(Document extract)
Segment Open

6 Conclusion and Outlook
With the work presented here, I was the first to formulate DCA as a principled statistical approach, providing true probability estimates and promoting biological insights. The transparency of the modelling process and the flexibility of the Bayesian framework lay the foundation to further improvements of DCA for small protein families in a mechanistic way.
In chapter 2, I presented a thorough analysis of coupling matrices that are inferred from a multiple sequence alignment (MSA) and reflect the tendencies of amino acids to co-occur at paired positions in the MSA. I showed that coupling matrices contain valuable information with a meaningful biological interpretation. For example, the distributions of coupling values reflect biophysical interaction preferences between amino acids and the signal weakens with increasing residue-residue distances. Furthermore, interdependencies between different couplings are coherent and induce characteristic patterns in coupling matrices, often indicating the structural constraint for the residue pair. The majority of this information is lost by the the way current methods apply heuristics to compute a prediction for a residue-residue contact. However, in my Bayesian framework presented in chapter 5, this information is explicitelly modelled.

Segment Closed

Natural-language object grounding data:
Segment Open

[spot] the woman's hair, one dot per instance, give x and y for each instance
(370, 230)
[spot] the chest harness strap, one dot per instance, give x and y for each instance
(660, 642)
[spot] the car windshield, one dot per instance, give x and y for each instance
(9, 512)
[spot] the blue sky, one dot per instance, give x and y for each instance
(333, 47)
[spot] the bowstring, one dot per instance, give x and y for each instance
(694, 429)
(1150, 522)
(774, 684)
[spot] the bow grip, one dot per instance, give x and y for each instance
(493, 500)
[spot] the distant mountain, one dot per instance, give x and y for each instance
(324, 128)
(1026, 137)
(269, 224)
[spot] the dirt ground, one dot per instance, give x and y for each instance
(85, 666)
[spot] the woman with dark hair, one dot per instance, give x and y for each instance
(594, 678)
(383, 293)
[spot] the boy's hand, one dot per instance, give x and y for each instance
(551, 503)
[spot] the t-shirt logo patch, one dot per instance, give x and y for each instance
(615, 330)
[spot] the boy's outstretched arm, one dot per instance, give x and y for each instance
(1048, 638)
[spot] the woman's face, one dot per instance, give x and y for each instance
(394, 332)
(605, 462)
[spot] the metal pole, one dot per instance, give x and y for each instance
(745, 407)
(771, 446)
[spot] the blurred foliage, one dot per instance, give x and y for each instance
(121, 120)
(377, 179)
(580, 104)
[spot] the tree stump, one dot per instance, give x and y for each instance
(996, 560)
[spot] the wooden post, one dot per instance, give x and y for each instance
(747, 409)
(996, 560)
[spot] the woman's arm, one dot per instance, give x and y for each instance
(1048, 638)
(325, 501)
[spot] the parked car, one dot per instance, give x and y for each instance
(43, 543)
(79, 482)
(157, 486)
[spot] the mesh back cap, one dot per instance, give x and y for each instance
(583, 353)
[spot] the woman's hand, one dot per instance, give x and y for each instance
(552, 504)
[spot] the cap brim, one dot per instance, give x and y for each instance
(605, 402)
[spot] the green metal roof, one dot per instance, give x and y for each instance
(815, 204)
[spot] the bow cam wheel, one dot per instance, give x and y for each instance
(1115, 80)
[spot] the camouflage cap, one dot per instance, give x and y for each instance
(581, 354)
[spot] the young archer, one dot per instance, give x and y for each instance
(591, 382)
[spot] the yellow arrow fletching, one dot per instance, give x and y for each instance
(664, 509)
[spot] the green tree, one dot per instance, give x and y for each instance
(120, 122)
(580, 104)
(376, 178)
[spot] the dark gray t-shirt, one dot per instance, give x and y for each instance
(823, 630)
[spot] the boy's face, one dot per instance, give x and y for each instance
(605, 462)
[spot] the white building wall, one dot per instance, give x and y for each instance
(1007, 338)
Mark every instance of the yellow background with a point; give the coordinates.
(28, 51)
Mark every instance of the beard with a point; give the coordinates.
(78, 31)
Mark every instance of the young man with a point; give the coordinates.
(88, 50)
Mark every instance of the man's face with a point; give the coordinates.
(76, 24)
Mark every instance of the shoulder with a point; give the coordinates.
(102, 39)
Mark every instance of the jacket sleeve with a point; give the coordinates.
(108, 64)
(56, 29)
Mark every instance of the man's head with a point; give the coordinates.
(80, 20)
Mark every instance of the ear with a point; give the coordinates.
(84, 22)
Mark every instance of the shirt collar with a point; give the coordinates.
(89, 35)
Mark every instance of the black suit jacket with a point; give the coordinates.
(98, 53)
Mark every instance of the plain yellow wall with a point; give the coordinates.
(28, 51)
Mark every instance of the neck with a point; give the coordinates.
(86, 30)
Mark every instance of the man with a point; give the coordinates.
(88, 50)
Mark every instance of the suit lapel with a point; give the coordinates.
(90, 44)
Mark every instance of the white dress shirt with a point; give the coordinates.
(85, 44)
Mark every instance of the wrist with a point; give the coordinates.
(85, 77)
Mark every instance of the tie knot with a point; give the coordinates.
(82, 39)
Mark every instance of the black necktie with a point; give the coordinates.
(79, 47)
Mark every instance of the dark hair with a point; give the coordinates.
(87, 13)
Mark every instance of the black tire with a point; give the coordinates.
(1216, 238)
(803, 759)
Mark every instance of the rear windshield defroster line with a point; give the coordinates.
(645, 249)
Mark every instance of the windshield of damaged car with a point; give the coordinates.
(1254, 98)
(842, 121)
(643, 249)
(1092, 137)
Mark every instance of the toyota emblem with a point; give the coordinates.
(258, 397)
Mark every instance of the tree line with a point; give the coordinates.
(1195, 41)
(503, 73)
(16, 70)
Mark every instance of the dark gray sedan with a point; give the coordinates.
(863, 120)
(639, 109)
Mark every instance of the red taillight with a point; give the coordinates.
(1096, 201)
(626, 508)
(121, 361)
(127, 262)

Segment Closed

(Questions to answer)
A. Condense the paragraph of the conclusion on DCA that begins "In chapter 2, I presented" into a short bulleted list that keeps its main facts.
B. Repeat the passage of the conclusion on DCA starting at "6 Conclusion and" and ending at "a mechanistic way.".
C. Go on with the conclusion on DCA, picking up after its final sentence.
The entries have no role in this work.

(Answers below)
A.
- Chapter 2 analyzes coupling matrices inferred from a multiple sequence alignment (MSA). These matrices reflect how amino acids tend to co-occur at paired positions in the MSA.
- The matrices hold information with a meaningful biological interpretation. Coupling value distributions reflect biophysical interaction preferences between amino acids, and the signal weakens as residue-residue distance increases.
- Interdependencies between couplings are coherent and produce characteristic patterns, often indicating the structural constraint for the residue pair.
- Current methods lose most of this information through the heuristics they apply to predict residue-residue contacts.
- The Bayesian framework in chapter 5 models this information explicitly.

B.
6 Conclusion and Outlook
With the work presented here, I was the first to formulate DCA as a principled statistical approach, providing true probability estimates and promoting biological insights. The transparency of the modelling process and the flexibility of the Bayesian framework lay the foundation to further improvements of DCA for small protein families in a mechanistic way.

C.
Chapter 3 presented an alternative approach to infer the Potts model parameters. Due to the complexity of the normalization constant it is infeasible to maximize the full likelihood to derive the model parameters. The most popular DCA approaches optimize the pseudo-likelihood instead but it is unknown how wellthe pseudo-likelihood solution approximates the full likelihood solution in case protein families have only few members. In my work, I optimized the full likelihood by using an approximate gradient provided by an algorithm called contrastive divergence, which is a novel method in contact prediction. I systematically tuned the stochastic gradient descent algorithm for the use with contrastive divergence and also examined various modifications to the estimation of the gradient. My approach achieved comparable precision as pseudo-likelihood methods with minor improvements for small protein families, which could be traced back to amplified signals between strongly conserved residue pairs.
A random forest classifier for contact prediction which was trained on sequence features is discussed in chapter 4. This model yields a robust estimator that outperforms coevolution methods for small protein families where they suffer from the low signal-to-noise ratio. In line with the most successful contact predictors, which exploit information from various sources and multiple DCA methods, I integrated the predictions of the pseudo-likelihood and the constrastive divergence method as additional features for training. The individual methods greatly contribute and improve the predictive performance of the random forest classifier.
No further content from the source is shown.